*What needs to be done*:
Beginning with the line where "Annotate the gravel" appears, repeat every remaining line of the entries exactly, the last line included.

━━━━━ Records provided

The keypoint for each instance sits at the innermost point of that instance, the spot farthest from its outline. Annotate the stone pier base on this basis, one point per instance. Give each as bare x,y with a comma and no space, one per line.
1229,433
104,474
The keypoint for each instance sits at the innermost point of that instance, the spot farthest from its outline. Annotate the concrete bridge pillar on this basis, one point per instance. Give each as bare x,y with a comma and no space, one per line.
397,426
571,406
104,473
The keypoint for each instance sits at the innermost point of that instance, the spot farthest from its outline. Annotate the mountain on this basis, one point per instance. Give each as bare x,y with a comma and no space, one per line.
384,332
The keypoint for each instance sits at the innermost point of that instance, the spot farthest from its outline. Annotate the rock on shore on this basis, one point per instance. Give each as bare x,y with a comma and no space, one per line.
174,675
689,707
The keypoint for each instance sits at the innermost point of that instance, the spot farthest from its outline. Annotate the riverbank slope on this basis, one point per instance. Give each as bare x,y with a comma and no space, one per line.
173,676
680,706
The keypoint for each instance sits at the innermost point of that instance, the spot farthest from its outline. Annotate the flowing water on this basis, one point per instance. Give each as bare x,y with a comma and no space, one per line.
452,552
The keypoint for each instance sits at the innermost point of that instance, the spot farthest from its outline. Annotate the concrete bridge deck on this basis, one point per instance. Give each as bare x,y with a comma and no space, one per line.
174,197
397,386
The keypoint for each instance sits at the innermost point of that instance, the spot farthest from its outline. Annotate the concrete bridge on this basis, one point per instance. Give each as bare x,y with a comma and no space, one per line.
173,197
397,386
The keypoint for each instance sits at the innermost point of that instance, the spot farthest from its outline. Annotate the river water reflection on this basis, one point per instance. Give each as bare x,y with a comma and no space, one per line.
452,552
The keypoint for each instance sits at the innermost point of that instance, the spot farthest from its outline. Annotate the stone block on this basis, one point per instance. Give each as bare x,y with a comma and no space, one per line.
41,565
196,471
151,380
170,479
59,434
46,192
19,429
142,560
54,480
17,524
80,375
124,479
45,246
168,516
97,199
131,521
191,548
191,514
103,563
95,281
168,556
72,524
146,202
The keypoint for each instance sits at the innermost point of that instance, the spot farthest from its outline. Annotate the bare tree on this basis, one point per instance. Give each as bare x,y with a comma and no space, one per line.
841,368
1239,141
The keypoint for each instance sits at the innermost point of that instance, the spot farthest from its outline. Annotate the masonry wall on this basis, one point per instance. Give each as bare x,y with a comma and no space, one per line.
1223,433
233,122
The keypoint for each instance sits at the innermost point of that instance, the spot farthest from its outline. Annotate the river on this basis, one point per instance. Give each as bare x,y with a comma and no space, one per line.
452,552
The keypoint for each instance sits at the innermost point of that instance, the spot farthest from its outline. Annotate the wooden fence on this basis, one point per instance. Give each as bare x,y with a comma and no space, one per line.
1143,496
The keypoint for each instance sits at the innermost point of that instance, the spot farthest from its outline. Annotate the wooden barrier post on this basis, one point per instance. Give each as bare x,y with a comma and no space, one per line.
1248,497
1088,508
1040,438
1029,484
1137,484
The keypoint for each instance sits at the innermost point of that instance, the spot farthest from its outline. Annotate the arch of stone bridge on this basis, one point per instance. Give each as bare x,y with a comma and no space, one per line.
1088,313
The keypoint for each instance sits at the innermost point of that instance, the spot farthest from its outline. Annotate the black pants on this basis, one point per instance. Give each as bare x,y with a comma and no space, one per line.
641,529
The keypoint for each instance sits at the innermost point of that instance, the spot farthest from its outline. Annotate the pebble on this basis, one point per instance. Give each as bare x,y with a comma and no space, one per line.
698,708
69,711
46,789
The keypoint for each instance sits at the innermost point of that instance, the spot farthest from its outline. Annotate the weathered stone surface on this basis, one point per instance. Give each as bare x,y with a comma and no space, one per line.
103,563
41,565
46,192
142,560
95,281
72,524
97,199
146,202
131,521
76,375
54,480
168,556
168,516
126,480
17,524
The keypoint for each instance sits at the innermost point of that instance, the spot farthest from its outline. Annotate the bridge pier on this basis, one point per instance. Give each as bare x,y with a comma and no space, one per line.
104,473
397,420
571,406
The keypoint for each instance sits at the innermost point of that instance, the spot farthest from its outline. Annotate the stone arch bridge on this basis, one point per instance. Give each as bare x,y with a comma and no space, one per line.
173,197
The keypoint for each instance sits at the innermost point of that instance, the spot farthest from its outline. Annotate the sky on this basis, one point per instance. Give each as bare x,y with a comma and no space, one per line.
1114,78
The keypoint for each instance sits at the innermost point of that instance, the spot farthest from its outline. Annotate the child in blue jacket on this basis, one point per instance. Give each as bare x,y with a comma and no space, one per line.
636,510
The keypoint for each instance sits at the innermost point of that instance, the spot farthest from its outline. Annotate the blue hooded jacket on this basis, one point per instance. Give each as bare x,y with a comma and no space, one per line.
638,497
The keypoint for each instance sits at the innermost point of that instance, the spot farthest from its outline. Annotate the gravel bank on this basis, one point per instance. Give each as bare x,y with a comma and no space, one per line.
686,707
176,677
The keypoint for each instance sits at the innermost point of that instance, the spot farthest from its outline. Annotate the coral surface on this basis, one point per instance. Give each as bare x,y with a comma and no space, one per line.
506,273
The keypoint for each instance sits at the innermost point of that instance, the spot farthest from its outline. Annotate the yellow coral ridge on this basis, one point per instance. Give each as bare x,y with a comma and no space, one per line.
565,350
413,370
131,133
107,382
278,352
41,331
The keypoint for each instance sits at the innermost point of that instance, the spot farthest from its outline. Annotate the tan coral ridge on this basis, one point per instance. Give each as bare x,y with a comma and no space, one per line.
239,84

━━━━━━━━━━

*Solution*:
The keypoint for each instance sits at the innermost point of that instance, the spot farthest from its outline. Annotate the gravel bank on this basis, one point per instance. Give each as bare x,y with a comma and no space, one per line.
686,707
176,677
The keypoint for each instance sits at the innermost point of that instance, the spot farthest from its outline. Annotate the coral surface on this basis, one point per instance. Give each as bare x,y with a comma and no space, one per line.
506,273
The keypoint for each instance sits at the innermost point of that instance, the spot farthest from its outline. Annotate the yellow coral ridge on this basis, one point per instance. Give each as bare x,y with a comma and no space, one per line.
565,350
413,370
131,133
107,382
278,352
41,331
The keypoint for each instance sits at the innermost point of that instance, the spot farthest from its outline. Annotate the tan coral ridge on this basis, one point per instance. Give each as bare x,y with a comma and no space, one per line.
239,84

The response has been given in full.